◆ EXERCISE DIRECTIONS:
Report every line of the data that includes "instance".

---------- EXERCISE DATA ----------

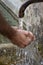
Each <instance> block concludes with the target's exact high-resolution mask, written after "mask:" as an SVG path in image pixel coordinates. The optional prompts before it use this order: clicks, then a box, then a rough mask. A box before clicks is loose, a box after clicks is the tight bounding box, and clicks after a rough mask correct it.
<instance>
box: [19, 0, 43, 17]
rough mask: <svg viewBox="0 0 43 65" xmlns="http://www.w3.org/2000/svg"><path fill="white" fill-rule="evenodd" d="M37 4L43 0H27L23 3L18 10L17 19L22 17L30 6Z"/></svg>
mask: <svg viewBox="0 0 43 65" xmlns="http://www.w3.org/2000/svg"><path fill="white" fill-rule="evenodd" d="M39 2H43V0H28V1H26V2H25V3H23V5H22V6H21V7H20V9H19V17H20V18H22V17H24V11H25V9H26V8H27V7H28V6H29V5H30V4H32V3H39Z"/></svg>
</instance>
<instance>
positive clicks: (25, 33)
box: [11, 29, 34, 48]
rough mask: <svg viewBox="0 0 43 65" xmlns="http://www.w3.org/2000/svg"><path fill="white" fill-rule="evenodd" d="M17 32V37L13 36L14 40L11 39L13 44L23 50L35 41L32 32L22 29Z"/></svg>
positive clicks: (18, 30) (14, 35) (11, 38)
mask: <svg viewBox="0 0 43 65" xmlns="http://www.w3.org/2000/svg"><path fill="white" fill-rule="evenodd" d="M16 30H17V32H16V35H15V34H12V38H11V41H12V42H13V44H15V45H17V46H19V47H21V48H24V47H26V46H27V45H29V44H30V43H31V42H32V41H33V40H34V35H33V34H32V33H31V32H28V31H25V30H21V29H16Z"/></svg>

----------

◆ TASK RESPONSE:
Each <instance> block concludes with the target's exact high-resolution mask, written after "mask:" as an SVG path in image pixel coordinates. The optional prompts before it use this order: clicks, then a box, then a rough mask. A box before clicks is loose, a box after clicks is the tight bounding box, and clicks after a rough mask correct it.
<instance>
</instance>
<instance>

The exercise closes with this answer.